━━━━━ TEKST STRONY ━━━━━

Zieloni znów dostarczają emocji! Śląsk Wrocław - Warta Poznań 2:2
W meczu 1. kolejki PKO Ekstraklasy Warta Poznań zremisowała na wyjeździe ze Śląskiem Wrocław. Zieloni zagrali dwie różne połowy.
Warta nie przeszła latem rewolucji kadrowej, dlatego w podstawowym składzie znaleźli się dwaj nowi piłkarze: Milan Corryn i Szymon Czyż. Obaj pokazali się z niezłej strony (szkoda, że tylko przed przerwą), a szczególnie ten drugi, stawiający tak naprawdę pierwsze kroki w seniorskiej piłce.
Początek spotkania był dość spokojny. Pierwsi groźnie zaatakowali Zieloni: zaskakujący strzał zza pola karnego oddał Michał Jakóbowski, na posterunku był jednak golkiper Śląska. Kilka minut później mocno z 11. metra uderzył Mateusz Kuzimski, ale ponownie górą był Michał Szromnik.

━━━━━ PRZEKAZANE MATERIAŁY ━━━━━

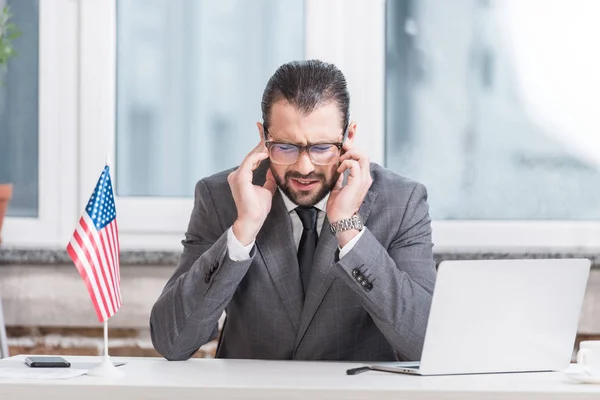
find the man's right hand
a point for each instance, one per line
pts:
(253, 202)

━━━━━

Proszę przedłużyć relację z meczu Śląska z Wartą, pisząc dalej po jej ostatnim zdaniu. Wiersze nie mają żadnego związku z relacją z meczu Śląska z Wartą.

◆ ODPOWIEDŹ NA ZADANIE
Z czasem tempo mecz spadło, Warta lubi jednak zaskakiwać właśnie w takich momentach. Po wygranej walce przed polem karnym piłka trafiła na prawo do Czyża, ten wypatrzył w szesnastce Jana Grzesika i precyzyjnie dośrodkował, a prawy obrońca strzałem głową dał Zielonym prowadzenie.
Do końca pierwszej połowy gra była dość spokojna. Gospodarze praktycznie nie stwarzali sobie okazji, z kolei Zieloni mieli jedną do podwyższenia prowadzenia: Czyż świetnie wypatrzył przed polem karnym Corryna, ten uderzył w światło bramki, górą był jednak golkiper Śląska.
W przerwie z piłkarzami Warty stało się coś niedobrego, w gospodarzy wstąpiły za to nowe siły. Na boisku pojawili się Bartłomiej Pawłowski oraz Robert Pich i to oni odegrali główne role w akcji bramkowej: podawał Polak, natomiast Słowak efektownie ograł Aleksa Ławniczaka, wpadł w pole karne i strzałem z ostrego kąta pokonał Adriana Lisa.
Warta prezentowała się bardzo słabo, gospodarze z kolei nabrali wiatru w żagle i wyszli na prowadzenie. Znów nie najlepiej zachowali się stoperzy Warty, pozwalając Erikowi Exposito na oddanie strzału z 17. metra. Hiszpan uderzył bardzo precyzyjnie, umieszczając piłkę w siatce, czemu w bezruchu przyglądał się Lis.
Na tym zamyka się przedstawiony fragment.